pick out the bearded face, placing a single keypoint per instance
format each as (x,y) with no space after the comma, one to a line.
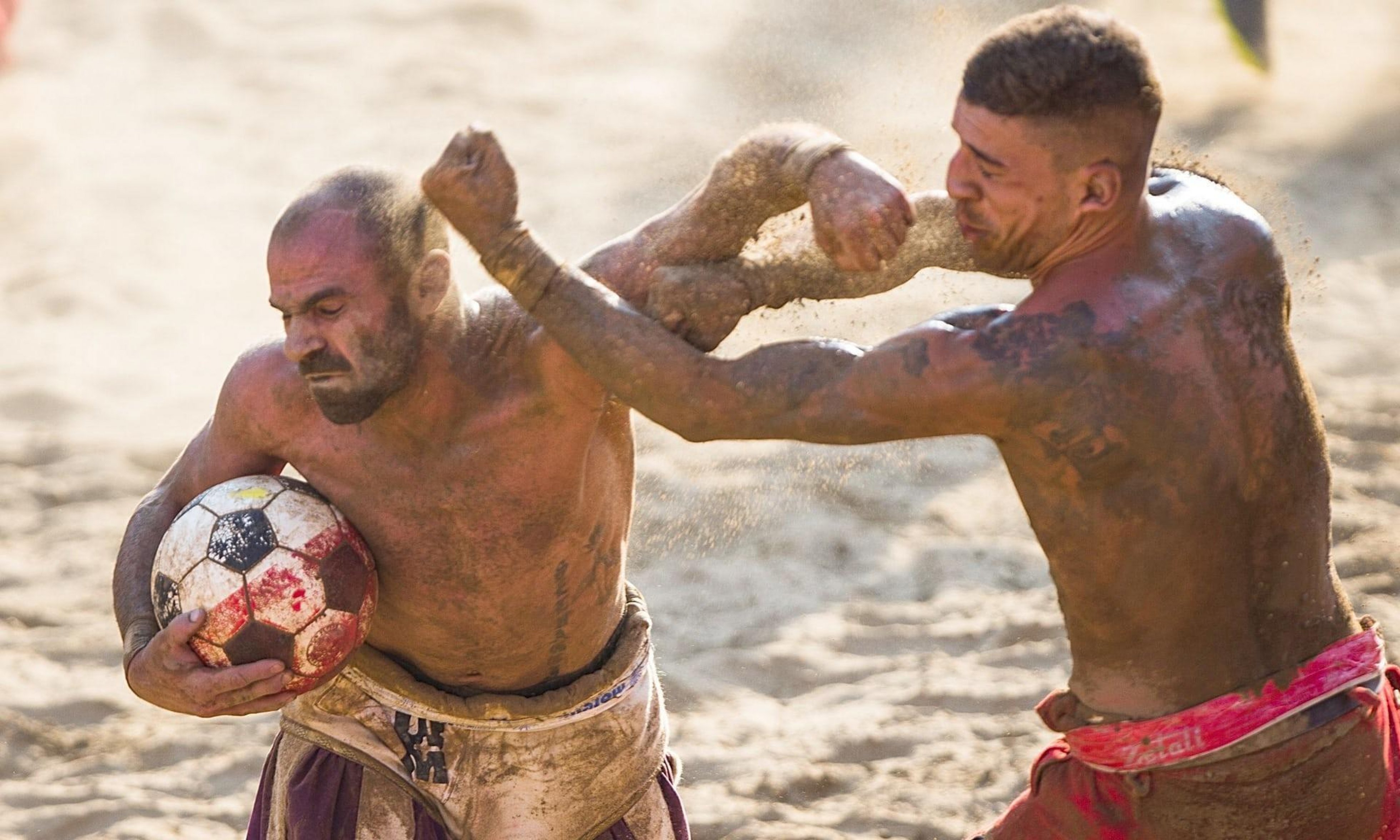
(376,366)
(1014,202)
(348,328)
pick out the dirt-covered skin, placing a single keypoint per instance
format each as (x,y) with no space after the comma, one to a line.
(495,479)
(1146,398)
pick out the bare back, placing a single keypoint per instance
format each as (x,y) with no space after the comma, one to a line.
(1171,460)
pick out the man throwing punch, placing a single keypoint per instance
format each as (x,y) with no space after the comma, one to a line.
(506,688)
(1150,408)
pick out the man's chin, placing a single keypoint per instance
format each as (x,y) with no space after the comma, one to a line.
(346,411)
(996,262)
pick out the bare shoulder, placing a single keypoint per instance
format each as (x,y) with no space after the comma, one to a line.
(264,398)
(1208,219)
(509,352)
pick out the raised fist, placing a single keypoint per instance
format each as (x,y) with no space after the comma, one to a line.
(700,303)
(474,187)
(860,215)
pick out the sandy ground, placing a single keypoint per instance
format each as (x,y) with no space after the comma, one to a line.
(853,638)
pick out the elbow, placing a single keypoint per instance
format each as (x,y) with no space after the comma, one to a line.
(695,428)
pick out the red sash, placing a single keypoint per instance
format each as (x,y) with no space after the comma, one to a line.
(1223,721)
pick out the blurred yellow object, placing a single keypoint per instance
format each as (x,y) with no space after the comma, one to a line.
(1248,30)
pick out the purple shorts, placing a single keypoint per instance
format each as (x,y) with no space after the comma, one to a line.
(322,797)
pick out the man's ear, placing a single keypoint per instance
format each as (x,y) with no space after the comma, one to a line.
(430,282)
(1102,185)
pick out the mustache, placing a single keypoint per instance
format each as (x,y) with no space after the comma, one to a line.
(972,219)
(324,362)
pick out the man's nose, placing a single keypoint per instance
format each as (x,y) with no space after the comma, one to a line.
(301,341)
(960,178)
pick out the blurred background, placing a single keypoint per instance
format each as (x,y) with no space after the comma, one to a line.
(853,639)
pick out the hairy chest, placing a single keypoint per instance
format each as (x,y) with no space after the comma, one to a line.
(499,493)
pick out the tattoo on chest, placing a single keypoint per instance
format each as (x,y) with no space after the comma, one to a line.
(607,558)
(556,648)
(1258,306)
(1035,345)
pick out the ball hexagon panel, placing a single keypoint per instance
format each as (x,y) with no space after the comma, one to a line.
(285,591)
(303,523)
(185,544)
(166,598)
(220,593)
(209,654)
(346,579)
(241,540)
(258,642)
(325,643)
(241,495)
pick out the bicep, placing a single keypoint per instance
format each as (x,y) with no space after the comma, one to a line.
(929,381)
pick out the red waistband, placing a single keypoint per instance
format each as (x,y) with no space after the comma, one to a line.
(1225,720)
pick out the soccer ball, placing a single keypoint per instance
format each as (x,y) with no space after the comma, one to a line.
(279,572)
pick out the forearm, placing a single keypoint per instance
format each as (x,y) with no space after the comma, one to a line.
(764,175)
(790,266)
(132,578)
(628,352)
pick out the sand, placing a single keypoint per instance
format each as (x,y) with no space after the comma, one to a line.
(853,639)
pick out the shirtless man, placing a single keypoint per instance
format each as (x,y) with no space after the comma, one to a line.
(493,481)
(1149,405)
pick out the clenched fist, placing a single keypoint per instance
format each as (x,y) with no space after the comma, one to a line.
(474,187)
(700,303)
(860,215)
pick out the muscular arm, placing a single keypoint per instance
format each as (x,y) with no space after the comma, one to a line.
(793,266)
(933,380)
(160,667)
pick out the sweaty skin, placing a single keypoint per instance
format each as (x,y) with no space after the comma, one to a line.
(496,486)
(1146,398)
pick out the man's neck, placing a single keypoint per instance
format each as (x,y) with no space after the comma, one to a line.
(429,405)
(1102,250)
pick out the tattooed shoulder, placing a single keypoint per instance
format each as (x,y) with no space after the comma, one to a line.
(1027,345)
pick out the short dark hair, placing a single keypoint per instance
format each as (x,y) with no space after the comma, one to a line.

### TASK BRIEF
Images should not appear in the copy; retype the listing above exactly.

### WRITTEN RESPONSE
pick out the bearded face, placing a single keypoint per instance
format each as (x,y) with no space after the comma, one to a line.
(376,366)
(1014,202)
(348,328)
pick out the dirt-covered skin, placing a single keypoint per instance
format each as (x,y) with no space after the comma, one to a line.
(495,479)
(1146,398)
pick out the bare back, placing a single keypoint per instance
format each as (x,y) with no space after the comma, one to a line.
(1171,460)
pick out the man throwing punch, placing a single keypoint per instance
format each as (x,y) with no space after the comma, one to a line.
(506,688)
(1150,408)
pick out the man's chin, placing a single keypoint per instance
format each as (x,y) with no space after the comma, one to a line.
(346,411)
(996,262)
pick out the bare shoulder, placing a single keypoint per instance
format each as (x,y) with no space after the comma, one to a line.
(264,398)
(1208,219)
(509,352)
pick out the raised fist, placing a single keypoint per instance
format each as (x,y) with no space after the comma, one to a line.
(700,303)
(474,187)
(860,215)
pick out the sandy ground, placing a single keypoint per instance
format each as (x,y) with no space after the comma, one to a line.
(853,638)
pick out the elbow, placing a single keypoint per instance
format each as (x,y) with no space after the comma, one to a line.
(695,428)
pick out the red sash, placing a single keypoint per instance
format each as (x,y) with no space after the comma, one to a line.
(1223,721)
pick out the blurred yellow object, placing a single keypoint per instance
format each as (x,y) with no space after the comma, one to a line.
(1248,30)
pick out the purple shorts, placing a single keypoint per instance
format each as (x,y) with no space after the comma, one to a line.
(322,797)
pick out the man's ear, placing a single keypoint per instance
format each as (x,y) with no space after the comma, one to a line.
(430,282)
(1102,185)
pick out the mustache, placing a single keypoint per instance
format each as (x,y) with no space after the comma, one to a line.
(972,219)
(324,362)
pick out the man's nose, placing a single keypoint per instance
format each as (x,y) with no space after the comma, one to a line.
(301,341)
(960,178)
pick out the blurred background, placing a single keypoint per instance
format each as (x,y) with no space after the comma, one to a line.
(853,639)
pick out the hairy chest, placing a single keypoint per instance
format each as (x,y) with no space after the comma, one to a line.
(499,493)
pick out the tattoo on chest, placing a single keypoint per instance
format each as (x,y) with no space after the comma, one to a line.
(607,558)
(556,648)
(1258,306)
(1035,345)
pick out the ball hexagon panel, placing a single keypoint per instance
format each as (x,y) with no space after the comma, one to a line.
(285,591)
(303,523)
(185,544)
(166,598)
(220,593)
(209,654)
(346,579)
(241,540)
(258,642)
(325,643)
(241,495)
pick out the bicep, placing a single keypoint per instance
format each as (x,y) with no space after the comma, one to a line.
(929,381)
pick out the red waistband, placing a single keypoint per instance
format each as (x,y) with no space after the comma, one to a line.
(1225,720)
pick out the soccer ball, placing a single keypoint per instance
format each as (x,y) with no space after the comma, one to a line.
(279,572)
pick out the forearm, placing a single keypoint per instance
format each as (x,y) with no space after the comma, one to a line.
(764,175)
(790,266)
(132,578)
(628,352)
pick out the sand, placing a single keypoint per instance
format each as (x,y) with no space after the comma, one to a line.
(853,639)
pick out the shirtless man, placing a single keypoint per instance
format each as (x,y) with no space after the comma, one to a line.
(493,481)
(1149,405)
pick out the clenched fist, placing a single keypoint per instance
format each as (x,y) with no space after the comma, one to a line.
(474,187)
(700,303)
(860,215)
pick out the muscular arm, placing a single keypoint per instance
format each as (x,y) with no space after the comma, one to a line.
(793,266)
(933,380)
(160,667)
pick out the sweaty skin, placing a single keypoint per instance
format each as (x,y) with no space after the comma, one to a line.
(496,486)
(1146,398)
pick out the man's neck, placing a single keypoint per instance
format each as (x,y) with no space after the comma, one to a line.
(429,405)
(1102,250)
pick out the tattooed shoulder, placing a single keypoint per instance
format each as (x,y) with no space after the comma, one to a line.
(1027,345)
pick out the short dark hair, placing a single keypoint per instance
format each as (x,y) with no space after the comma, one to a line.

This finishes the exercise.